- [Task list]:
1) Answer these questions about the TPP passage:
(a) How long is the exclusivity period for biologics under the pathway the ACA established?
(b) How many years of exclusivity do generic small-molecule drugs get?
(c) What do critics see the TPP as an attempt to do?
2) Can you translate this sentence from the TPP passage into Spanish: "Supporters of the TPP argue that the greater cost and difficulties involved in research and development of biologics required a longer exclusivity period as incentive for innovation."

- [Exercise text]:
== Segment start ==

At the core of the debate over the TPP, concerns have been raised about its application and impact on countries’ regulations—in particular the TPP’s key feature of regulatory coherence for the promotion of trade. For the pharmaceutical industry, issues concerning intellectual property (IP) protection in the TPP have focused primarily on patents, but there are concerns that the patent protection schema is not as effective for some classes of drugs such as biosimilars because these products do not require exact identity with the reference product. The Patient Protection and Affordable Care Act (ACA) (P.L. 111-148) established a pathway for biologics that employs a 12-year exclusivity period, which is in stark contrast to the five years for generic small-molecule drugs.

A difficult question to answer is whether an inventor of a new drug measures the cost of invention against the revenue that might be made in the “poor” world in calculating whether to undertake the research and development of the drug. Supporters of the TPP argue that the greater cost and difficulties involved in research and development of biologics required a longer exclusivity period as incentive for innovation. Critics look at the TPP as an attempt to use trade law and treaties to extend the “rich” world IP protections to the “poor” world.

== Segment end ==

- [Data under study]:
== Segment start ==

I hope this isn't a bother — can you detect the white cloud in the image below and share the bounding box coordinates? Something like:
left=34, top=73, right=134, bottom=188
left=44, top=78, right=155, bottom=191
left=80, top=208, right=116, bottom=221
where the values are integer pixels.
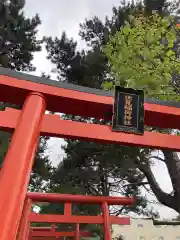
left=22, top=0, right=176, bottom=217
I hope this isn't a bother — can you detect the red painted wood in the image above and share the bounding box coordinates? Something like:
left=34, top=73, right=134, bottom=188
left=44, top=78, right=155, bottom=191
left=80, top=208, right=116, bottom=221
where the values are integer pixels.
left=31, top=228, right=92, bottom=239
left=27, top=192, right=134, bottom=205
left=0, top=75, right=180, bottom=129
left=29, top=213, right=130, bottom=225
left=0, top=109, right=180, bottom=151
left=101, top=202, right=112, bottom=240
left=0, top=93, right=46, bottom=240
left=17, top=198, right=32, bottom=240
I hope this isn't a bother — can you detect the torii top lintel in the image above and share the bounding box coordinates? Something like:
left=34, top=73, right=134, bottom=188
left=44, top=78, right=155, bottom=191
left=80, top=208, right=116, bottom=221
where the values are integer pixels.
left=0, top=67, right=180, bottom=129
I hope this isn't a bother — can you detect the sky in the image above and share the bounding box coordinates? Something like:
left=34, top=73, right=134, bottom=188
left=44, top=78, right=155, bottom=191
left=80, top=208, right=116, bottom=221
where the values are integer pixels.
left=24, top=0, right=177, bottom=218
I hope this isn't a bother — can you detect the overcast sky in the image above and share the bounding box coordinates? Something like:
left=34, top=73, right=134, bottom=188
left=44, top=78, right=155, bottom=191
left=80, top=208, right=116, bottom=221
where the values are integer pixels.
left=25, top=0, right=177, bottom=218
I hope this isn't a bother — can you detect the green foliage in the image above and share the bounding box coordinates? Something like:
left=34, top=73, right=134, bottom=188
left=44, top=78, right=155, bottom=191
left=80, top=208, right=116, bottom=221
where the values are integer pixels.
left=0, top=0, right=51, bottom=191
left=104, top=14, right=180, bottom=97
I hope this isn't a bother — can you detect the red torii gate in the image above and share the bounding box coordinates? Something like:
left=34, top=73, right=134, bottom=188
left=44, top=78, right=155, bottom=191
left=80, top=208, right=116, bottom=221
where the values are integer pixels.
left=0, top=68, right=180, bottom=240
left=17, top=193, right=133, bottom=240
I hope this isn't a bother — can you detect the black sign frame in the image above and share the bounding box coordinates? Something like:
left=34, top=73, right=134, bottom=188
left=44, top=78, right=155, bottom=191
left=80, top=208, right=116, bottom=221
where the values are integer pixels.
left=112, top=86, right=144, bottom=135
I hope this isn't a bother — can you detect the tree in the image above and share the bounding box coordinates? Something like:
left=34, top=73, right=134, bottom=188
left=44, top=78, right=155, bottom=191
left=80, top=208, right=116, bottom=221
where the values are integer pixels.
left=42, top=0, right=172, bottom=218
left=105, top=12, right=180, bottom=213
left=0, top=0, right=50, bottom=189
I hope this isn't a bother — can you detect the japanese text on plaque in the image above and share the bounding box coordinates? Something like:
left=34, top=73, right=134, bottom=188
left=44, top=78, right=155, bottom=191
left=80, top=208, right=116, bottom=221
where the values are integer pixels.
left=124, top=95, right=132, bottom=126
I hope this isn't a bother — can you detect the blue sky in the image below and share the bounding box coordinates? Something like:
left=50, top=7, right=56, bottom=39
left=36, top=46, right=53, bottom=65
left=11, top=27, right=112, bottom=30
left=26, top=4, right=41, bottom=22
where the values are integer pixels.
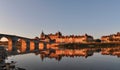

== Segment end ==

- [Responses to the exercise]:
1)
(a) 12 years.
(b) Five years.
(c) To use trade law and treaties to extend the "rich" world IP protections to the "poor" world.

2) Los partidarios del TPP sostienen que el mayor costo y las dificultades que implican la investigación y el desarrollo de productos biológicos exigían un período de exclusividad más largo como incentivo para la innovación.